EXERCISE MATERIALS Start Marker
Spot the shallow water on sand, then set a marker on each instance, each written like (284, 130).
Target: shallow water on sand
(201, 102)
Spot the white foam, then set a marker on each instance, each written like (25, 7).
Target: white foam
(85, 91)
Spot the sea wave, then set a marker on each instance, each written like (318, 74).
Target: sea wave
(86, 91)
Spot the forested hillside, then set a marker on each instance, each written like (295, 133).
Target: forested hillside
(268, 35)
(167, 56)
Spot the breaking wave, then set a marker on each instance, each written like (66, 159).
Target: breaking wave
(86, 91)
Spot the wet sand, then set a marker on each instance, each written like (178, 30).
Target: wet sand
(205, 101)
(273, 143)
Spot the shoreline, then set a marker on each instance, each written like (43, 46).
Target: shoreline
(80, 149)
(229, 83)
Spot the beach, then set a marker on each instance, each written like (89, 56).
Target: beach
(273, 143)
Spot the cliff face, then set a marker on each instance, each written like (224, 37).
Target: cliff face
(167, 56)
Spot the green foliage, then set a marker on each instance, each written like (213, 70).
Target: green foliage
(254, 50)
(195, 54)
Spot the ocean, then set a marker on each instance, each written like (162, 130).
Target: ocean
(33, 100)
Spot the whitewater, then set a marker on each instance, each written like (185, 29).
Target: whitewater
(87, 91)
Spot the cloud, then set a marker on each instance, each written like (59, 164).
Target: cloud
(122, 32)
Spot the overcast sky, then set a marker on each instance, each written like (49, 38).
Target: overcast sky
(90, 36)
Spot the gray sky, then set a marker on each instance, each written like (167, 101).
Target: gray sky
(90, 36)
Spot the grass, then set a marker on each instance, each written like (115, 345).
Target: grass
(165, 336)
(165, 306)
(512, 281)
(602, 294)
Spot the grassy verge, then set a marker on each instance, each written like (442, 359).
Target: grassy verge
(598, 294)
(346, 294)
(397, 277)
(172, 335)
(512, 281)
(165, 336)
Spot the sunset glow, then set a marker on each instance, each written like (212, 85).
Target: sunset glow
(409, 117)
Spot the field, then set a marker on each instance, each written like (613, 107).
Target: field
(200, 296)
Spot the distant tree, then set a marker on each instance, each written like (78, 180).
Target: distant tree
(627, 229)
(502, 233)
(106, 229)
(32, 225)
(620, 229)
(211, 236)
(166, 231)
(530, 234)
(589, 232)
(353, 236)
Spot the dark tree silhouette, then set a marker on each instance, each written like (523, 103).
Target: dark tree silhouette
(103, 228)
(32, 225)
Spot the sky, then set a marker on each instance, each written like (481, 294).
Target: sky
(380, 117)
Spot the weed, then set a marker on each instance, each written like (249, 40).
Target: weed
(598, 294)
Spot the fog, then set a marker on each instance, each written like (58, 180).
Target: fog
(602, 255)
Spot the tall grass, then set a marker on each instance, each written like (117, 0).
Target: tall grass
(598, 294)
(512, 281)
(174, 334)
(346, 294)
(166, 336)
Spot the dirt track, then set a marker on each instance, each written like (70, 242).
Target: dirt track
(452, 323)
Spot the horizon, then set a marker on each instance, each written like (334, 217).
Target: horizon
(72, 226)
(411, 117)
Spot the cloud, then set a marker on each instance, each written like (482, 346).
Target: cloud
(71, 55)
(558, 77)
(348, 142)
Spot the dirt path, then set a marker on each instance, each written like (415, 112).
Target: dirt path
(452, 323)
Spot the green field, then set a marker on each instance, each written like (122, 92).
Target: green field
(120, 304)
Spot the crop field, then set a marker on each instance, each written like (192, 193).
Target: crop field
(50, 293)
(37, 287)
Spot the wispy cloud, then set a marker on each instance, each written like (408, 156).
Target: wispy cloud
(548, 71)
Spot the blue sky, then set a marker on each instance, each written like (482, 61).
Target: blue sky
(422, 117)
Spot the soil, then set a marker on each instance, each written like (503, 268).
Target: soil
EXERCISE MATERIALS End Marker
## DIRECTIONS FOR THIS TASK
Search the material above for the string "soil", and copy every line in which it turns up.

## EXERCISE RESPONSE
Spot the soil, then set a marker on each instance, each written like (503, 268).
Target: soil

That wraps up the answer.